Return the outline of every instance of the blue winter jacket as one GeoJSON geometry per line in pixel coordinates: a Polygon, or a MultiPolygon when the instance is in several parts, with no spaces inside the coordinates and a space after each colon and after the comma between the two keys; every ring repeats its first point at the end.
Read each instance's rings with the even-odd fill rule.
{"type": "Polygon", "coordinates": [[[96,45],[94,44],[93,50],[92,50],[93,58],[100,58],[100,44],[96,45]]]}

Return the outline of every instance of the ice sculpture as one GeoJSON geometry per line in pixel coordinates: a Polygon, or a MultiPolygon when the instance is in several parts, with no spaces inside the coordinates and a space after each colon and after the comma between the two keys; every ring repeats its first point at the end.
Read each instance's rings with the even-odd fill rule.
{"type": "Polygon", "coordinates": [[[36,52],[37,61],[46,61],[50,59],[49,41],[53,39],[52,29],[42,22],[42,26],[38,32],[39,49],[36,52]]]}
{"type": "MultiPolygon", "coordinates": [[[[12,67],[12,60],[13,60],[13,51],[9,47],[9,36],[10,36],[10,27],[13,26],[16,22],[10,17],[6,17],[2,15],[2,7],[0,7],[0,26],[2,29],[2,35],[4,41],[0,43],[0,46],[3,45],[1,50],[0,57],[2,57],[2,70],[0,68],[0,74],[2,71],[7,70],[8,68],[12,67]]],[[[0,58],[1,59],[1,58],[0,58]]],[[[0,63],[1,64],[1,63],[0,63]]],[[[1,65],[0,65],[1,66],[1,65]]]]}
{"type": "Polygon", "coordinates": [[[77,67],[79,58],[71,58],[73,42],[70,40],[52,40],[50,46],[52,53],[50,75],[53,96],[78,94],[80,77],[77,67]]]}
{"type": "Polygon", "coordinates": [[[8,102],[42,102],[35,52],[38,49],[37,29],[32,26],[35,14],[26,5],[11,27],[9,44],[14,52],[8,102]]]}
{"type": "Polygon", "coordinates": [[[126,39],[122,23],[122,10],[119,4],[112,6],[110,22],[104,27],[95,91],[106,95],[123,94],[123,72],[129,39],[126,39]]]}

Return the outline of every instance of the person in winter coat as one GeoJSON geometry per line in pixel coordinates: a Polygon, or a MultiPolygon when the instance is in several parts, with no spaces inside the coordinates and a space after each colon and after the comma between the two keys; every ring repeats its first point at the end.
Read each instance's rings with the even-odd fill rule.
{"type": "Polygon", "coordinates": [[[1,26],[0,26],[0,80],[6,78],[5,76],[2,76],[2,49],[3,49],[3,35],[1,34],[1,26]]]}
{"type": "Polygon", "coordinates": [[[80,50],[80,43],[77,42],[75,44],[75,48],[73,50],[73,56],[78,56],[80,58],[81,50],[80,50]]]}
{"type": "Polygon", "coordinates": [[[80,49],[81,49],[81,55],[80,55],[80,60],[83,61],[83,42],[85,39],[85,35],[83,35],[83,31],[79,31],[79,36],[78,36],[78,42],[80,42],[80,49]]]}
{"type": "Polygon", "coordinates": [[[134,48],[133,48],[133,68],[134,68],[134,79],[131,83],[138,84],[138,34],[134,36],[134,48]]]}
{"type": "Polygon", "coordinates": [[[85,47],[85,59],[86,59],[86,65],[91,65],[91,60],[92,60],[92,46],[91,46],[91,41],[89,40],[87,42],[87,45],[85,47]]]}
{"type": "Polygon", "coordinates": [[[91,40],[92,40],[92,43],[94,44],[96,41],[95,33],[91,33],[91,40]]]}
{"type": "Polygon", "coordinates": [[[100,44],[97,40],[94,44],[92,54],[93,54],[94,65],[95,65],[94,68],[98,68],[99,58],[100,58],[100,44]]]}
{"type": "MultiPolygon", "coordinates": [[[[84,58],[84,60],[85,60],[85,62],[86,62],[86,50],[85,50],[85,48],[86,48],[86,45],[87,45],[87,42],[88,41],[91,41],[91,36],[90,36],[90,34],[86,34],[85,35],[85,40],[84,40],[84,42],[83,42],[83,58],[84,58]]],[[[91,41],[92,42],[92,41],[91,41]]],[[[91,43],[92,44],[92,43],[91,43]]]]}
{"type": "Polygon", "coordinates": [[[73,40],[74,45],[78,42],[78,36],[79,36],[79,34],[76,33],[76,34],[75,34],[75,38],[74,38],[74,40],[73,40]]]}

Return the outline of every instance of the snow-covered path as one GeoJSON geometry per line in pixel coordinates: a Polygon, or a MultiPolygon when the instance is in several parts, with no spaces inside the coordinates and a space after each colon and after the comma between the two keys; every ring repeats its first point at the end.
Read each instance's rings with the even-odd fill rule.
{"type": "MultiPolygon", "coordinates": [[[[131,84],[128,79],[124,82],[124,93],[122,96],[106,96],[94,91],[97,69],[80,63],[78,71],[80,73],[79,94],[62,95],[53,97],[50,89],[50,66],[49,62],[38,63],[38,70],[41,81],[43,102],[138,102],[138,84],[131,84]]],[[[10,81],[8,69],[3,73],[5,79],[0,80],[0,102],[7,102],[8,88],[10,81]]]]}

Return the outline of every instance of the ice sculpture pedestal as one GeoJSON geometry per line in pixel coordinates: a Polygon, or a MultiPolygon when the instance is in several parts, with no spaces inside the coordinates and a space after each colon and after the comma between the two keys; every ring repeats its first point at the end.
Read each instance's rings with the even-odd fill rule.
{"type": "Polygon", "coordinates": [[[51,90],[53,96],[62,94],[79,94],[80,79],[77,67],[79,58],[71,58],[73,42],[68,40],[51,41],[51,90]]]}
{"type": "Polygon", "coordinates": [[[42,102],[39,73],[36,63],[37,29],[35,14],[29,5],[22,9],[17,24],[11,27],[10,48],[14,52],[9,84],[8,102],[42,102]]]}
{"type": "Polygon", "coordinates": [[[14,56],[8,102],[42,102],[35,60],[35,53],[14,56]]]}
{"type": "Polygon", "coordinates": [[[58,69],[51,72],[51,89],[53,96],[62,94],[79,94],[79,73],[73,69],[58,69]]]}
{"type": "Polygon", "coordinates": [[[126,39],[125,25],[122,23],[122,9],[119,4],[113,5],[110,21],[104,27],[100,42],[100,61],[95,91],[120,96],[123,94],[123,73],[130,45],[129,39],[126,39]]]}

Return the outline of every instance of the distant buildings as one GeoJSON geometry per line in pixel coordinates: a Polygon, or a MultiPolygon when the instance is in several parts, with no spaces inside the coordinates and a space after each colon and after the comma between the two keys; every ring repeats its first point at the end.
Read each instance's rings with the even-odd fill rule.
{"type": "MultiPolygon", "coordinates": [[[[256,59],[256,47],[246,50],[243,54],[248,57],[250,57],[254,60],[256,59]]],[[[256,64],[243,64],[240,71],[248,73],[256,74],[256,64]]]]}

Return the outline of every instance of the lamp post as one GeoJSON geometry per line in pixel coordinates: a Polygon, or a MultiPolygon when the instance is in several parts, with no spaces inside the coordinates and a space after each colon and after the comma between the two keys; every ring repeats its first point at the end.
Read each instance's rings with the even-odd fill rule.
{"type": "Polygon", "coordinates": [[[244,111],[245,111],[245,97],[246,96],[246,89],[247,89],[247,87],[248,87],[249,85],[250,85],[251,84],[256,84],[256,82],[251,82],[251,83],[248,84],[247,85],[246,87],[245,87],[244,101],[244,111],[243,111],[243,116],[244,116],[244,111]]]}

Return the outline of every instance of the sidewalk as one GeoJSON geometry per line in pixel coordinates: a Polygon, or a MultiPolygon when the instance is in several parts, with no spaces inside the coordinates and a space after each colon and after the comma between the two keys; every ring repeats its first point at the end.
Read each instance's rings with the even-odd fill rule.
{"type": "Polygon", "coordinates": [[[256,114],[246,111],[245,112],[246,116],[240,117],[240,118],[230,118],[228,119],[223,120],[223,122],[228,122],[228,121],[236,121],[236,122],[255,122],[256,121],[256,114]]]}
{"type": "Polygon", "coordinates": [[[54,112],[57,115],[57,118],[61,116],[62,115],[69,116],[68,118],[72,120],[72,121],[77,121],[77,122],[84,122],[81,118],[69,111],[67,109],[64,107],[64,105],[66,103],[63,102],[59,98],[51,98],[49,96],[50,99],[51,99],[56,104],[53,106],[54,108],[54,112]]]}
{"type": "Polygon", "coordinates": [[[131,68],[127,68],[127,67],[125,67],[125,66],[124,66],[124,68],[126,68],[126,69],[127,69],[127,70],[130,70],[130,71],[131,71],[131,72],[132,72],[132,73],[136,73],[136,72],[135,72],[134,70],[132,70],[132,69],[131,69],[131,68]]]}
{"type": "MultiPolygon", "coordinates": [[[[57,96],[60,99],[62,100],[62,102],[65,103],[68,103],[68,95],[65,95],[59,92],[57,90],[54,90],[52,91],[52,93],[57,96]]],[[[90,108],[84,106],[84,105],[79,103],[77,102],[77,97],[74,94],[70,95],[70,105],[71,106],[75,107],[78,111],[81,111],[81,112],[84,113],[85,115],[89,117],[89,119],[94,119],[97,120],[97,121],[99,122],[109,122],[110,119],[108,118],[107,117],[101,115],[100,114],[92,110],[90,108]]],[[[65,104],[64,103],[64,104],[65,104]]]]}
::::::::::
Please collect every line of the data above that contains the word "winter", and copy each of those lines in full.

→ **CORRECT ANSWER**
Return the outline of every instance of the blue winter jacket as one GeoJSON geometry per line in pixel coordinates: a Polygon, or a MultiPolygon when the instance is in several parts, with no spaces inside the coordinates and a space after each colon and after the comma between the two keys; every ring repeats its first point at the end.
Return the outline of every instance of the person in winter coat as one GeoJSON geometry per line in pixel coordinates: a Polygon, or a MultiPolygon when the instance is in several parts, with no spaces inside the coordinates and a space after each colon and after the comma between the two keys; every ring repeats its first point at the end.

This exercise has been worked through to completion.